**TRY IT**
Exact repetition of every record is required.

**RECORDS SHOWN**
● ● ● ● ●
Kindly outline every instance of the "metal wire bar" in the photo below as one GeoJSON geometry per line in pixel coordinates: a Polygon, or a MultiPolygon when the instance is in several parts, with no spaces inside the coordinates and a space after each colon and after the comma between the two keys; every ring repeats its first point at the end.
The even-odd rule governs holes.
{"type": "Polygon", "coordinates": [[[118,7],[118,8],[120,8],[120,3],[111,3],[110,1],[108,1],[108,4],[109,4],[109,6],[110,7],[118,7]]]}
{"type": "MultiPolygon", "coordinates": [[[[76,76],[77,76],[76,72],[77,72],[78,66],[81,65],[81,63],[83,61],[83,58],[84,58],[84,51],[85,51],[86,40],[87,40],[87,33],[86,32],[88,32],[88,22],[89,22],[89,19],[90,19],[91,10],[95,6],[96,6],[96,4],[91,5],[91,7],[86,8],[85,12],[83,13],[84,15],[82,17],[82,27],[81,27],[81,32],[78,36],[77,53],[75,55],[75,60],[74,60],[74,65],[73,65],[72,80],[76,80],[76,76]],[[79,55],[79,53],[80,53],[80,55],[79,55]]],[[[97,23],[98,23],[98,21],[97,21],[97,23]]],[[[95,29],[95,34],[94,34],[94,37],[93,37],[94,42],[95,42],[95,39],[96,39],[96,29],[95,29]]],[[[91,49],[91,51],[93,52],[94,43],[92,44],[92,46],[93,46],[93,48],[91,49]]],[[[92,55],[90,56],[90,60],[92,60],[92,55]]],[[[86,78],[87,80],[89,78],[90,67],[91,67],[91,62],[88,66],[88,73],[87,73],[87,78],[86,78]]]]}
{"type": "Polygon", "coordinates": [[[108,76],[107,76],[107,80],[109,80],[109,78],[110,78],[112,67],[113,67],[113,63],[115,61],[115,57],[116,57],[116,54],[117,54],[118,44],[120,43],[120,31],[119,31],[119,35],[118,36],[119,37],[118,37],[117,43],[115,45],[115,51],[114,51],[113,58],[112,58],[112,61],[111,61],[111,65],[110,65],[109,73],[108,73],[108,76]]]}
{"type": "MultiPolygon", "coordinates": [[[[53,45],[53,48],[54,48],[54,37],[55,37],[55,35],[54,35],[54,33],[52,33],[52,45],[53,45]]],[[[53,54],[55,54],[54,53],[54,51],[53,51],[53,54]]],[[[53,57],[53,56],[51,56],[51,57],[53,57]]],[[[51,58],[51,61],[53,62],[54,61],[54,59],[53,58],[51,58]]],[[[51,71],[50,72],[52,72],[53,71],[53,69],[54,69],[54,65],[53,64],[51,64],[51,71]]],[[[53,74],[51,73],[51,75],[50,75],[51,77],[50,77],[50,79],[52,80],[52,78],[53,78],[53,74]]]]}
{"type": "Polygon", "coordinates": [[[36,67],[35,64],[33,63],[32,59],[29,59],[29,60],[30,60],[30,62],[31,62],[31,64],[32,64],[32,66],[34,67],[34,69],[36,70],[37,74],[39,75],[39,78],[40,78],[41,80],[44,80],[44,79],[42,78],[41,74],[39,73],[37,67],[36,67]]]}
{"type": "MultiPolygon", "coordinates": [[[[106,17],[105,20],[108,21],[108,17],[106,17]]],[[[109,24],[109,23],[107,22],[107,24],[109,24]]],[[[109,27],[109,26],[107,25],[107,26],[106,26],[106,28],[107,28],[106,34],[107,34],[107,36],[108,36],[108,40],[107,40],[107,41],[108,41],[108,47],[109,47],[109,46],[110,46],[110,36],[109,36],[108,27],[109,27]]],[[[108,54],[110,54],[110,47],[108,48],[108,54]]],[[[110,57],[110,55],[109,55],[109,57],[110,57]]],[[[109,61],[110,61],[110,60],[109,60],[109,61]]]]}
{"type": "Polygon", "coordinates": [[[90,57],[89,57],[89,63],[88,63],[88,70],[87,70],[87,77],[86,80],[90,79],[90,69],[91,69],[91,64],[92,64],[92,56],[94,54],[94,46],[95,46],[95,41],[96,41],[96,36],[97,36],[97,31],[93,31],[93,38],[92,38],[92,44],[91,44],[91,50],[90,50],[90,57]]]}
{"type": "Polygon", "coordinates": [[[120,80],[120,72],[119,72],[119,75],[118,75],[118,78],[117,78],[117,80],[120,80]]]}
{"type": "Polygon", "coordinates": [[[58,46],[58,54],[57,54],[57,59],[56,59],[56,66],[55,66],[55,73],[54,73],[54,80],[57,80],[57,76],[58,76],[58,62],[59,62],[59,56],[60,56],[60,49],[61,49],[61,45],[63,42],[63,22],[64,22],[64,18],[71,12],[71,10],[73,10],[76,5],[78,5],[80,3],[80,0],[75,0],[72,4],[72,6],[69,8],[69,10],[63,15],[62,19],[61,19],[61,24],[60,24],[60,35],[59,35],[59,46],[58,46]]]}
● ● ● ● ●
**SOLVED PROBLEM**
Kindly outline every instance of the "metal wire bar" in the photo below as one GeoJSON geometry per line in pixel coordinates: a Polygon, or a MultiPolygon when the instance is in several parts, with no spaces inside the coordinates and a space after each colon and after the comma between the two keys; every ring repeats its first point at the end.
The even-odd rule governs holes.
{"type": "Polygon", "coordinates": [[[118,7],[118,8],[120,8],[120,3],[111,3],[110,1],[108,1],[108,4],[109,4],[109,6],[110,7],[118,7]]]}
{"type": "MultiPolygon", "coordinates": [[[[76,76],[77,76],[76,72],[77,72],[78,66],[81,65],[81,63],[83,61],[83,58],[84,58],[84,51],[85,51],[86,40],[87,40],[87,33],[86,32],[88,32],[88,22],[89,22],[89,19],[90,19],[91,10],[95,6],[96,6],[96,4],[91,5],[91,7],[86,8],[85,12],[83,13],[84,15],[82,17],[82,27],[81,27],[81,32],[78,36],[77,53],[75,55],[75,60],[74,60],[74,65],[73,65],[72,80],[76,80],[76,76]],[[79,55],[79,53],[80,53],[80,55],[79,55]]],[[[97,23],[98,23],[98,21],[97,21],[97,23]]],[[[95,29],[95,34],[94,34],[94,37],[93,37],[94,42],[95,42],[95,39],[96,39],[96,29],[95,29]]],[[[91,49],[91,51],[93,52],[94,43],[92,44],[92,46],[93,46],[93,48],[91,49]]],[[[92,55],[90,56],[90,60],[92,60],[92,55]]],[[[86,78],[87,80],[89,78],[90,67],[91,67],[91,62],[88,66],[88,73],[87,73],[87,78],[86,78]]]]}
{"type": "Polygon", "coordinates": [[[108,76],[107,76],[107,80],[109,80],[109,78],[110,78],[112,67],[113,67],[113,63],[115,61],[115,57],[116,57],[116,54],[117,54],[118,44],[120,43],[120,31],[119,31],[119,35],[118,36],[119,37],[118,37],[117,43],[115,45],[115,51],[114,51],[113,58],[112,58],[112,61],[111,61],[111,65],[110,65],[109,73],[108,73],[108,76]]]}
{"type": "MultiPolygon", "coordinates": [[[[53,45],[53,48],[54,48],[54,37],[55,37],[55,35],[54,35],[54,33],[52,33],[52,45],[53,45]]],[[[53,54],[55,54],[54,53],[54,51],[53,51],[53,54]]],[[[53,57],[53,56],[51,56],[51,57],[53,57]]],[[[51,58],[51,61],[53,62],[54,61],[54,59],[53,58],[51,58]]],[[[51,71],[50,72],[52,72],[53,71],[53,69],[54,69],[54,65],[53,64],[51,64],[51,71]]],[[[53,74],[51,73],[51,75],[50,75],[51,77],[50,77],[50,79],[52,80],[52,78],[53,78],[53,74]]]]}
{"type": "Polygon", "coordinates": [[[36,67],[35,64],[33,63],[32,59],[29,59],[29,60],[30,60],[30,62],[31,62],[31,64],[32,64],[32,66],[34,67],[34,69],[36,70],[37,74],[39,75],[39,78],[40,78],[41,80],[44,80],[44,79],[42,78],[41,74],[39,73],[37,67],[36,67]]]}
{"type": "MultiPolygon", "coordinates": [[[[106,17],[105,20],[108,21],[108,17],[106,17]]],[[[109,24],[109,23],[107,22],[107,24],[109,24]]],[[[109,27],[109,26],[107,25],[107,26],[106,26],[106,28],[107,28],[106,34],[107,34],[107,36],[108,36],[108,40],[107,40],[107,41],[108,41],[108,47],[109,47],[109,46],[110,46],[110,36],[109,36],[108,27],[109,27]]],[[[108,54],[110,54],[110,47],[108,48],[108,54]]],[[[110,57],[110,55],[109,55],[109,57],[110,57]]],[[[109,61],[110,61],[110,60],[109,60],[109,61]]]]}
{"type": "Polygon", "coordinates": [[[90,57],[89,57],[89,63],[88,63],[88,70],[87,70],[87,77],[86,80],[90,79],[90,69],[91,69],[91,64],[92,64],[92,56],[94,54],[94,46],[95,46],[95,41],[96,41],[96,36],[97,36],[97,31],[93,31],[93,38],[92,38],[92,44],[91,44],[91,50],[90,50],[90,57]]]}
{"type": "Polygon", "coordinates": [[[120,80],[120,72],[119,72],[119,75],[118,75],[118,78],[117,78],[117,80],[120,80]]]}
{"type": "Polygon", "coordinates": [[[58,46],[58,54],[57,54],[57,59],[56,59],[56,66],[55,66],[55,73],[54,73],[54,80],[57,80],[57,76],[58,76],[58,62],[59,62],[59,56],[60,56],[60,49],[61,49],[61,45],[63,42],[63,22],[64,22],[64,18],[71,12],[71,10],[73,10],[76,5],[78,5],[80,3],[80,0],[75,0],[72,4],[72,6],[69,8],[69,10],[63,15],[62,19],[61,19],[61,24],[60,24],[60,35],[59,35],[59,46],[58,46]]]}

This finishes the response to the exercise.